▶ _Text block_:
So yes, the dot-com bubble was a big factor. But it's like poet Charles Bukowski said about luck -- that counts, too.

Notable here is that the Clinton economic plan, which the House passed in 1993 by a single vote, raised the top marginal income tax rate to 39.6%. I was a middle-income taxpayer during those years, and the effect of the Clinton plan on my taxes was almost nil. Rich people were, for a change, forced to pay something closer to their fair share for the upkeep of society.

Since President Obama has had a struggling economy to deal with since Day One (thanks so much, Il Doofus) letting tax rates return to the Clinton-era levels wouldn't come even very close to balancing the current budget. Obama has been a hard-luck SOB who inherited the biggest mess anyone has faced since FDR. And unlike FDR, he didn't have a 3-to-1 majority in the Congress, and fickle voters cost him a majority in the House last year.

Now, of course, he's being kicked around from two directions -- from the right, by lunatics who can't decide whether he's a socialist or a Nazi, and from the left, by those who would rather have had him fight losing battles for the public health-care option and for a more genuine compromise on the debt-ceiling issue. It's not hard to understand Obama's critics on the left, but if he'd done what they apparently wanted him to do, we'd have no health-care changes coming at all, and the economy would REALLY be in ruins.

But, I digress -- back to Clinton and his budgets. The basic lesson here is that all governments, any governments, must have adequate revenue in order to function. In 30 years, the U.S. economy has doubled in output, but wages and salaries for ordinary workers have stagnated. It's the superrich who have reaped the benefits (and they didn't even use a gun). And their tax burden has been dramatically reduced.

Bill Clinton wasn't my ideal as a president (nor is Obama). I reluctantly voted for Clinton twice. I opposed NAFTA, which he and Al Gore delivered up for our Corporate Masters. Clinton also signed off on deregulation of financial markets that proved disastrous, and that even he now admits was a mistake. And, I'd say the jury remains out on what Molly Ivins always called "welfare deform," which Clinton also signed.

But in politics, one often has to hold one's nose and take what one can get, and in the 1990s that was Clinton. Warts and all, I'd rather have him in charge than Il Doofus or Reagan, any day.

Letting tax rates revert to Clinton-era levels would just be a start. Right now, with conditions as they are, balancing the budget would require closing a lot of loopholes, plus a top marginal rate of, say, 49%. I think we've seen, judging from the long-term record of supply-side policy, that such a move would have little negative impact on job creation.

But the reality is that the Tea Party has great power in the House of Representatives, and the economy remains in the tank. Putting Obama over for a second term is far from certain. If we emerge in 2013 with a Republican president and both houses of Congress under that party's control, prepare for the worst. We'll likely see deep cuts in Social Security and Medicare -- and yet there will still be huge deficits, for years to come.

▶ _Exercise description_: For each statement, say yes or no to whether the text on Clinton-era tax rates supports it, and quote the words of the text that decide it. (a) The House passed the Clinton economic plan in 1993 by a single vote. (b) The writer voted for Clinton only once. (c) The writer opposed NAFTA.

▶ _Supplied material_:
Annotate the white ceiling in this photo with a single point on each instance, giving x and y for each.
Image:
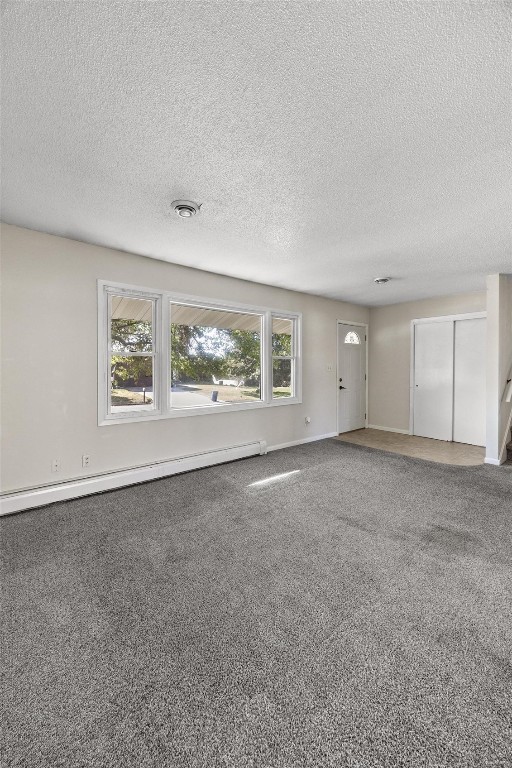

▶ _The completed task_:
(a) Yes: "which the House passed in 1993 by a single vote"
(b) No: "I reluctantly voted for Clinton twice."
(c) Yes: "I opposed NAFTA"